> Texto selecionado:
====================
--- Walter Medeiros
Quando estudante de direito, lá nos idos de 1976, nosso professor de Direito Penal, Dr. Ítalo Pinheiro promoveu uma visita da turma à Colônia Penal Agrícola Dr. João Chaves. Numa manhã, atravessamos corredores, conhecemos celas e demais espaços do presídio, sob a reclamação de que havia uma superlotação. A capacidade da penitenciária era para 600 presos e lá já se encontravam mais de 800 apendos. Já naquela época – 35 anos atrás – havia quem chamasse a Colônia Penal de Universidade do Crime. Ao invés de tratar da ressocialização dos presos, a unidade possibilitaria contatos capazes de cometer outros crimes.
A penitenciárias estava ali para receber três jovens que conheci em situações diversas, porém com certa identidade, pois tratavam-se de pessoas que não nasceram para delinqüir, mas o ambiente e as circunstâncias os tornaram delinquentes. A ressocialização deles dependeria da execução verdadeira de políticas públicas, amparada em estrutura estatal capaz de atender técnica e multidisciplinarmente, para retornarem ao convívio social amparados na vontade de vencer as adversidades e confiança no poder público como canal protetor da cidadania. Não foi o que ocorreu.
Inicialmente, podemos citar o exemplo de Lenilson, jovem que se envolveu com drogas nos anos 70. Em certo momento, para manter sua dependência, furtou o relógio do próprio pai e vendeu. Ao tomar conhecimento do ocorrido, o próprio pai prestou queixa e o filho foi preso. Solto por habeas-corpus patrocinado por amigos, ele logo voltou à prisão, pois um policial achava que sua liberdade era um engano. Nesse envolvimento em ocorrências policiais e mergulhado no mundo das drogas, em certa noite Lenilson matou o dono de uma bodega na rua onde morava. Terminou na penitenciária, em certe fuga sumiu e faz décadas que não se tem notícias do seu paradeiro.
O segundo caso que abordo é de A.F., jovem que também se envolveu no mundo das drogas e nunca recebeu tratamento apropriado. Primeiro, porque os pais foram os primeiros facilitadores, fornecendo dinheiro suficiente para as suas curtições por muito tempo. Quando o problema já estava bem mais grave, faltava dinheiro para fornecer e ele então passou a exigir da mãe tudo que era possível e o impossível também; passou a vender tudo que tinha em casa – TV, som, rádio, etc, além de tratar com violência a ponto de a mãe passar a morar em local escondido, para evitar encontros com ele. A.F. também terminou na penitenciária, lugar certamente inadequado, pois seu problema principal é o uso indevido de drogas, mas o poder público não mantém clínicas adequadas para tratar de dependência química.
====================
> Seção de dados:
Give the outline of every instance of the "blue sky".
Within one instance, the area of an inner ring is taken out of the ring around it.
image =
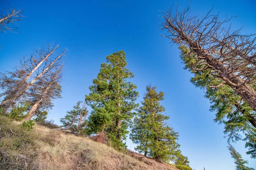
[[[165,93],[162,104],[170,116],[169,123],[180,135],[179,143],[190,165],[196,170],[235,169],[233,160],[223,138],[223,126],[215,123],[215,113],[203,90],[190,82],[192,75],[183,70],[177,47],[161,37],[157,28],[172,0],[130,1],[0,1],[0,6],[11,3],[22,8],[25,17],[19,23],[18,33],[0,35],[0,68],[12,70],[19,58],[49,42],[67,47],[63,98],[55,101],[48,119],[59,123],[59,118],[89,93],[88,87],[99,72],[100,64],[109,54],[122,50],[127,54],[128,68],[135,77],[131,81],[138,86],[142,100],[145,85],[157,85]],[[189,1],[179,1],[181,7]],[[205,14],[214,6],[214,13],[221,16],[236,16],[233,29],[244,26],[242,32],[256,33],[256,12],[253,0],[192,0],[191,14]],[[128,148],[134,147],[129,140]],[[236,149],[256,167],[255,159],[245,152],[243,142]]]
====================
> Exercício A: Segundo o texto sobre a Colônia Penal, que objeto Lenilson furtou do próprio pai para manter sua dependência?
> Exercício B: Transcreva do texto sobre a Colônia Penal tudo o que vai desde "A penitenciárias estava" até "o que ocorreu.".

> Solução da tarefa A: Ele furtou o relógio do próprio pai e o vendeu.

> Solução da tarefa B:
A penitenciárias estava ali para receber três jovens que conheci em situações diversas, porém com certa identidade, pois tratavam-se de pessoas que não nasceram para delinqüir, mas o ambiente e as circunstâncias os tornaram delinquentes. A ressocialização deles dependeria da execução verdadeira de políticas públicas, amparada em estrutura estatal capaz de atender técnica e multidisciplinarmente, para retornarem ao convívio social amparados na vontade de vencer as adversidades e confiança no poder público como canal protetor da cidadania. Não foi o que ocorreu.